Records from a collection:
## BEGIN

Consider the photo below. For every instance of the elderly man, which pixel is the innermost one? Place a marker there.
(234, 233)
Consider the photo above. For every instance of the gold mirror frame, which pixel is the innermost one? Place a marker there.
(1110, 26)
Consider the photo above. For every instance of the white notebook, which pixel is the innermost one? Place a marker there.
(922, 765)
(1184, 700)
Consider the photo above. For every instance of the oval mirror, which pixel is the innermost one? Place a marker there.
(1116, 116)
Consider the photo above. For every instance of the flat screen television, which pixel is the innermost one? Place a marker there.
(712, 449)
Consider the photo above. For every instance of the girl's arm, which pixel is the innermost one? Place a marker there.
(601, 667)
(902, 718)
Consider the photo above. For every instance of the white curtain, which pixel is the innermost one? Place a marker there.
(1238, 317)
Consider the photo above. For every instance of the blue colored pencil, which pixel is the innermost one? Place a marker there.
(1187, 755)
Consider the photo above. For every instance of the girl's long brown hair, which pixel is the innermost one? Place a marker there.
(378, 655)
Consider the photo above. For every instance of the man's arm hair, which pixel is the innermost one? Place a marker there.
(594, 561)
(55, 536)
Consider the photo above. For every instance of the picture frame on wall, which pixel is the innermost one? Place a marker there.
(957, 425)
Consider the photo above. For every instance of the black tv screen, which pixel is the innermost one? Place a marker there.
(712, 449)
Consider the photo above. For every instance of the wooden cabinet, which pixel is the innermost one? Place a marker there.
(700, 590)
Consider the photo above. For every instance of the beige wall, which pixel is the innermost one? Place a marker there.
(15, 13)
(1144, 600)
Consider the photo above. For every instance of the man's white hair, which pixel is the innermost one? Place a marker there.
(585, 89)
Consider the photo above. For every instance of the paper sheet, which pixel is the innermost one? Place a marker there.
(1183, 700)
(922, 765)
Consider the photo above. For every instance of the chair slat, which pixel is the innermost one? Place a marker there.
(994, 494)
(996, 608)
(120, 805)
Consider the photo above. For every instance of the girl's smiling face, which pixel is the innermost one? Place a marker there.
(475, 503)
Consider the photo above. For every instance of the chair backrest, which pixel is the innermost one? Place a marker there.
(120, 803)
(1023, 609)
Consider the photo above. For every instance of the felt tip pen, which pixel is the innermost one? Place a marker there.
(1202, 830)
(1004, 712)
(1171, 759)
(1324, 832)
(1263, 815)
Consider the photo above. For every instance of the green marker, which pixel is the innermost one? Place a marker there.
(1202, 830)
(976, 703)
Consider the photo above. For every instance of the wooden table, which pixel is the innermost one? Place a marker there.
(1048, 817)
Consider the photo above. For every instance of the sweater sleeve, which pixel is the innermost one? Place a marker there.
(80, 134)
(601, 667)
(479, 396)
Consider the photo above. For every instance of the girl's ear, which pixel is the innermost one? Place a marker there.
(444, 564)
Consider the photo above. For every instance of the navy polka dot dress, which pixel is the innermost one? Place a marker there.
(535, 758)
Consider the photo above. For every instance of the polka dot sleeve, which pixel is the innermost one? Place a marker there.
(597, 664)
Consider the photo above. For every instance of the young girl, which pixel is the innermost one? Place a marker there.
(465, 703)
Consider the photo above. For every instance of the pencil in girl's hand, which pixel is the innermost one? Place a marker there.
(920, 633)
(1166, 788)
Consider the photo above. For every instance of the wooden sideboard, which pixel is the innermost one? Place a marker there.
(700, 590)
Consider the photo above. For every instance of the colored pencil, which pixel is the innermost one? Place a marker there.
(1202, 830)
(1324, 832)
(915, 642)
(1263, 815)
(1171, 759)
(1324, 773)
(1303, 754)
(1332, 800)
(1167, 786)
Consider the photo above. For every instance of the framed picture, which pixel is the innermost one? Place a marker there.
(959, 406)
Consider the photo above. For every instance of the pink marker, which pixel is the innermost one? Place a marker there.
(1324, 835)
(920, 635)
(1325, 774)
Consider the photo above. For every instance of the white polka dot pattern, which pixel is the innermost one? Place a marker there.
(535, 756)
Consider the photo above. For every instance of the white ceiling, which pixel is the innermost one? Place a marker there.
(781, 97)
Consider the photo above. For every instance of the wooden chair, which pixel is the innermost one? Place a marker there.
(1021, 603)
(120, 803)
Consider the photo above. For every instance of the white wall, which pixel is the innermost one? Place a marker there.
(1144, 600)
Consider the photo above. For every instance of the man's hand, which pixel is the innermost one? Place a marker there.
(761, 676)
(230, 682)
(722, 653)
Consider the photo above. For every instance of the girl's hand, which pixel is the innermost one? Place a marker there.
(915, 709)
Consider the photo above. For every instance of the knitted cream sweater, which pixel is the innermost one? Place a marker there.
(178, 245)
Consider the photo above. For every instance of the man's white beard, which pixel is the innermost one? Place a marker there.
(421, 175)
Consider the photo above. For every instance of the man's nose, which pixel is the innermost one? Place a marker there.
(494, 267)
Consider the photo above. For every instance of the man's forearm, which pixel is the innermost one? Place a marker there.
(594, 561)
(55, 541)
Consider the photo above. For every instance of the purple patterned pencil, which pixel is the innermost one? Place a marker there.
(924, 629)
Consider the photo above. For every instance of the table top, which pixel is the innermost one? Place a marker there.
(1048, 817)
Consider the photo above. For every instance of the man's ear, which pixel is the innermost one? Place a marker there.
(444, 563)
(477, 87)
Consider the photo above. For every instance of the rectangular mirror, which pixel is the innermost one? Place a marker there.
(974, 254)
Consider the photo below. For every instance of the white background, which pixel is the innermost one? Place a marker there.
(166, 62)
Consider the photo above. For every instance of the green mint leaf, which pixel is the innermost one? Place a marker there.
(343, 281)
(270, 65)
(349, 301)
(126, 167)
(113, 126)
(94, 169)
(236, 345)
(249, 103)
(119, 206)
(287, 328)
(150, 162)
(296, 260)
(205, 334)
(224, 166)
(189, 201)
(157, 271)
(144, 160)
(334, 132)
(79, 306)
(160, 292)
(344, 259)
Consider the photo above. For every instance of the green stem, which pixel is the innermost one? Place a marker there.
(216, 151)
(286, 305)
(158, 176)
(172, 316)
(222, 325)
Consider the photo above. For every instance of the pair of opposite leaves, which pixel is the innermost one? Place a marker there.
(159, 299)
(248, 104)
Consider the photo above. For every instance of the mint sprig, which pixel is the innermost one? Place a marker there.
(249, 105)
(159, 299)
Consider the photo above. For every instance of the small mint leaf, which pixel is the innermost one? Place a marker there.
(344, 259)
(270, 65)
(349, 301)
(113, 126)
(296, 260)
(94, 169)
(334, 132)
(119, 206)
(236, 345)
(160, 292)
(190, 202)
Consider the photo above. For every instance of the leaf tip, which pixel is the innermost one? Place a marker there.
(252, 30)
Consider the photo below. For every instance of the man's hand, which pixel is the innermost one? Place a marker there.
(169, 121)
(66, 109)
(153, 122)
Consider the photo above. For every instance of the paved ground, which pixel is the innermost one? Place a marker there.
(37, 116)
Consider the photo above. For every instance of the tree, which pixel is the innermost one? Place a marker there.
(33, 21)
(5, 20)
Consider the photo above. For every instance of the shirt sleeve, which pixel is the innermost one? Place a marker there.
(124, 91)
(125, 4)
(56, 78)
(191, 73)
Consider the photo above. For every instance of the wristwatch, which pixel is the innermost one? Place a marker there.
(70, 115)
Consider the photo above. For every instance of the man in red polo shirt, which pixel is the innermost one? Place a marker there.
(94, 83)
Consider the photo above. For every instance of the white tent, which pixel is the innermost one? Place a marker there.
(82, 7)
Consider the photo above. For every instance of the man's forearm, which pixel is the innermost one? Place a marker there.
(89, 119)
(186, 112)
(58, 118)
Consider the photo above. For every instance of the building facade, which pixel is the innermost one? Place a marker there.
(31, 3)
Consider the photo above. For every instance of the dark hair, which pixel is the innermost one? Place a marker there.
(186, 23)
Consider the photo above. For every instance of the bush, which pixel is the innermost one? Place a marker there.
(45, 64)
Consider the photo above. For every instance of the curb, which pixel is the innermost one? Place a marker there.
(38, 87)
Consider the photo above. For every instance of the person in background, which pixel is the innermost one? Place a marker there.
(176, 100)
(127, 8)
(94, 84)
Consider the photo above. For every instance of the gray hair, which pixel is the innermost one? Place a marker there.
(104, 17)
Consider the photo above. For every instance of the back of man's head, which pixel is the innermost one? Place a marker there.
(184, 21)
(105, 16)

## END

§ Written request
The lines to reproduce run from the one that contains "Consider the photo above. For every instance of the building" through the last line above; copy them exactly.

§ The answer
Consider the photo above. For every instance of the building facade, which pixel is the innermost one? Place a marker there.
(31, 3)
Consider the photo above. For every instance of the dark hair, which pixel is the innermost one? Place a marker there.
(186, 23)
Consider the photo above. For every instance of the bush, which pixel is the innermost one? Place a marker there.
(45, 64)
Consider the photo above. For every instance of the curb, which pixel is the innermost one? Place a marker there.
(38, 87)
Consider the photo above. For every instance of the person in background, which pixel is the innermost one? Place a marker there.
(176, 100)
(127, 8)
(94, 84)
Consider the photo above. For every instance of the gray hair, which pixel is the innermost one? Place a marker there.
(104, 17)
Consider the photo above. For every instance of the back of man's head, which pixel is the innermost one? Place a marker there.
(184, 21)
(105, 16)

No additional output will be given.